• **Records shown**:
+ + + + +

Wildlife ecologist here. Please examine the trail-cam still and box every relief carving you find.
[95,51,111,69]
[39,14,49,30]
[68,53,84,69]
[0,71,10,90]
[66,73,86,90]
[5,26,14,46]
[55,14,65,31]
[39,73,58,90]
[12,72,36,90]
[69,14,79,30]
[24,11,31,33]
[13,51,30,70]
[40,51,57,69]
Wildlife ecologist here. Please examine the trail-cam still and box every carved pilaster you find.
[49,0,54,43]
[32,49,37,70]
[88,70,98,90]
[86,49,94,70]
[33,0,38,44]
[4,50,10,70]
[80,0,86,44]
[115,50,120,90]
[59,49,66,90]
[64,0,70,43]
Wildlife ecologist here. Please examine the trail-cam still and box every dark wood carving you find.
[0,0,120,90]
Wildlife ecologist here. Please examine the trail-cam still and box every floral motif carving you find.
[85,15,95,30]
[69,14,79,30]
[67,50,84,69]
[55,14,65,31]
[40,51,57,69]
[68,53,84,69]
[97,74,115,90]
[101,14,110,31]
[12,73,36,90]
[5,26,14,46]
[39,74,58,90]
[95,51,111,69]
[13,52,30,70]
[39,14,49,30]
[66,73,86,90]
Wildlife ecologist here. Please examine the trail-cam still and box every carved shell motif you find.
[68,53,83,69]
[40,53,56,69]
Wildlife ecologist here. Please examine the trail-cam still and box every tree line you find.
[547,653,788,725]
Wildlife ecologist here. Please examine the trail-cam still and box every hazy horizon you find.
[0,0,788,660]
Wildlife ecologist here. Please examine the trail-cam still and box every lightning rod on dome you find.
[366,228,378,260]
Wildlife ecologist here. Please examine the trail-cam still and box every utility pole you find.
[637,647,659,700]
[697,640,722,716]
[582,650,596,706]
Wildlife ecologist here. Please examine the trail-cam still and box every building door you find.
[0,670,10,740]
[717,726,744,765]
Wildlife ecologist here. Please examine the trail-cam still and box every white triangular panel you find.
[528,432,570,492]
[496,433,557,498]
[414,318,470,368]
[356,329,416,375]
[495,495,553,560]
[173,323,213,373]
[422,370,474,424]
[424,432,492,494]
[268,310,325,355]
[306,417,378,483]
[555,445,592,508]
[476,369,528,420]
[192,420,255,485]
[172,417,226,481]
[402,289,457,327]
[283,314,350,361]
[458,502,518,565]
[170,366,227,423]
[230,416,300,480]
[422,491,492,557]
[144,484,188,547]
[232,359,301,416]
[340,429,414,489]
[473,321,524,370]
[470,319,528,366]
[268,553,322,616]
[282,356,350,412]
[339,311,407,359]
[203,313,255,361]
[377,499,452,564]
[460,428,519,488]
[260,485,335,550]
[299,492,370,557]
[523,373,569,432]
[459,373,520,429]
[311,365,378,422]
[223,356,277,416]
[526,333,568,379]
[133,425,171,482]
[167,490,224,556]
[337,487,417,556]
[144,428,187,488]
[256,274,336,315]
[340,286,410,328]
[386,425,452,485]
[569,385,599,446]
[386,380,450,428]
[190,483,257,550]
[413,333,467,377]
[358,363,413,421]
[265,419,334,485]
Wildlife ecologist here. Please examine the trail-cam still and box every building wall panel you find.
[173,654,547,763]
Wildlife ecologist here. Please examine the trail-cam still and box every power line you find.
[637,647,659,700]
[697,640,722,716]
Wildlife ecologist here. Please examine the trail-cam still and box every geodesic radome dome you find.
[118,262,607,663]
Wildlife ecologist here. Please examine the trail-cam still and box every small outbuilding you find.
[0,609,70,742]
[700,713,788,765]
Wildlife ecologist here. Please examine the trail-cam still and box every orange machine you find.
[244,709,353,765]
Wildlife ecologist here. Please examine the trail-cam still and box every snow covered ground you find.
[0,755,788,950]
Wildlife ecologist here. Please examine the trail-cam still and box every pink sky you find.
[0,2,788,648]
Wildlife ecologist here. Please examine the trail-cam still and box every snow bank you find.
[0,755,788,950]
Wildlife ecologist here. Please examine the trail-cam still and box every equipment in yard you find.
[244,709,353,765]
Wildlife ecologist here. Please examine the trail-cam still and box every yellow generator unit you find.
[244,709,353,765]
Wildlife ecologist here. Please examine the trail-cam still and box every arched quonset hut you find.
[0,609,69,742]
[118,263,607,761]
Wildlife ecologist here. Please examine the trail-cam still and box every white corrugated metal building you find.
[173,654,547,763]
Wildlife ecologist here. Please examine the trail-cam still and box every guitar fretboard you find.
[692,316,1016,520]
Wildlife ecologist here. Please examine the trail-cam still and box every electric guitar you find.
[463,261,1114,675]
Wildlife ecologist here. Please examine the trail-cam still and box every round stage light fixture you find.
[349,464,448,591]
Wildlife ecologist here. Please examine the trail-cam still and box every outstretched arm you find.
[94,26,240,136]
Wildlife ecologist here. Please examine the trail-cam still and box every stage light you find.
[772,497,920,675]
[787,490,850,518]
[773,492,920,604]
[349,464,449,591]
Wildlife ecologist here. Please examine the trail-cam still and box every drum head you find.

+ + + + +

Reproduce every entry above, substituting "field photo" for each occurrence of "trail-cam still" and leaving everything else unchanged.

Wildlife ecologist here. Please examine the field photo and box every relief carving you find.
[95,51,111,69]
[39,14,49,30]
[68,53,84,69]
[0,71,10,90]
[66,73,86,90]
[5,26,14,46]
[55,14,65,31]
[39,73,58,90]
[12,72,36,90]
[69,14,79,30]
[24,11,31,33]
[13,51,30,70]
[40,51,57,69]
Wildlife ecologist here. Please examine the field photo and box every carved pilaster you find.
[49,0,54,43]
[32,49,37,70]
[88,70,98,90]
[86,49,94,70]
[33,0,38,44]
[4,50,10,70]
[80,0,86,44]
[115,50,120,90]
[59,49,66,90]
[64,0,70,43]
Wildlife ecologist here. Please examine the field photo and box every dark wood carving you find.
[0,0,120,90]
Wildlife ecologist here. Please examine the field photo and box every floral motif carving you find.
[85,15,95,30]
[69,14,79,30]
[67,50,84,69]
[55,14,65,31]
[40,51,57,69]
[68,53,84,69]
[97,74,115,90]
[101,14,110,31]
[12,73,36,90]
[5,26,14,46]
[39,74,58,90]
[95,51,111,69]
[13,52,30,70]
[39,14,49,30]
[66,73,86,90]
Wildlife ecologist here. Please examine the field photo and box every carved shell motif you find.
[68,53,83,69]
[40,53,56,69]
Wildlife ecologist here. Please examine the field photo and box every tree line you find.
[547,653,788,725]
Wildlife ecologist here. Please examine the field photo and box every hazy horizon you find.
[0,0,788,660]
Wildlife ecologist here. Please examine the field photo and box every lightning rod on dome you find.
[366,228,378,260]
Wildlife ecologist here. Please examine the field photo and box every utility pole you find.
[637,647,659,700]
[697,640,722,716]
[582,650,596,706]
Wildlife ecologist here. Please examine the field photo and box every building door you find.
[0,670,10,740]
[717,726,744,765]
Wildlife ecologist here. Please examine the field photo and box every white triangular panel you find.
[528,432,570,492]
[496,433,557,498]
[414,318,470,368]
[356,329,416,375]
[495,495,553,560]
[173,323,213,373]
[422,370,474,424]
[424,432,492,494]
[268,310,325,355]
[306,417,378,483]
[555,445,592,508]
[476,369,528,420]
[192,420,255,485]
[172,417,226,481]
[402,289,457,327]
[283,314,350,361]
[458,502,518,565]
[170,366,227,423]
[230,416,300,480]
[422,491,492,557]
[144,484,188,547]
[232,359,301,416]
[340,429,414,489]
[473,321,524,370]
[470,319,528,366]
[268,553,322,616]
[282,356,350,412]
[339,311,407,359]
[203,313,255,361]
[377,499,452,564]
[460,428,519,488]
[260,485,335,550]
[299,492,370,557]
[523,373,569,432]
[459,373,520,429]
[311,365,378,422]
[223,356,277,416]
[526,333,568,379]
[133,425,171,482]
[167,490,224,556]
[337,487,417,556]
[144,428,187,488]
[256,274,336,315]
[340,286,410,328]
[386,425,452,485]
[569,385,599,446]
[386,380,450,428]
[190,483,257,550]
[413,333,467,377]
[358,363,413,421]
[265,419,334,485]
Wildlife ecologist here. Please examine the field photo and box every building wall panel you find.
[173,654,547,763]
Wildlife ecologist here. Please examine the field photo and box every power line you find.
[637,647,659,700]
[697,640,722,716]
Wildlife ecologist here. Please examine the field photo and box every geodesic radome dome you find.
[118,262,607,663]
Wildlife ecologist here. Please examine the field photo and box every small outbuilding you find.
[0,609,70,742]
[700,713,788,765]
Wildlife ecologist here. Please examine the field photo and box every orange machine you find.
[244,709,353,765]
Wildlife ecologist here. Please examine the field photo and box every snow covered ground you find.
[0,755,788,950]
Wildlife ecologist here. Please examine the field photo and box every pink sky you find.
[0,2,788,648]
Wildlife ecologist here. Please examine the field photo and box every snow bank you find.
[0,755,788,950]
Wildlife ecologist here. Please examine the field photo and box every equipment in yard you find.
[244,709,353,765]
Wildlife ecologist here. Please examine the field photo and box every yellow generator unit you find.
[244,709,353,765]
Wildlife ecologist here. Please examine the field photo and box every arched quonset hut you find.
[0,609,69,742]
[118,263,607,761]
Wildlife ecologist here. Please examine the field photo and box every white corrugated metal building you find.
[173,654,547,763]
Wildlife ecologist here. Please examine the field photo and box every guitar fretboard you find.
[692,316,1016,520]
Wildlife ecologist here. Please examine the field photo and box every electric guitar you find.
[463,261,1114,675]
Wildlife ecologist here. Please examine the field photo and box every round stage light fixture you find.
[349,464,448,591]
Wildlife ecologist here. Please examine the field photo and box every outstretched arm you find.
[94,26,240,136]
Wildlife ecologist here. Please examine the field photo and box every stage light you find.
[772,497,920,675]
[787,490,850,518]
[773,492,920,604]
[349,464,449,591]
Wildlife ecologist here. Please examine the field photo and box every drum head you find.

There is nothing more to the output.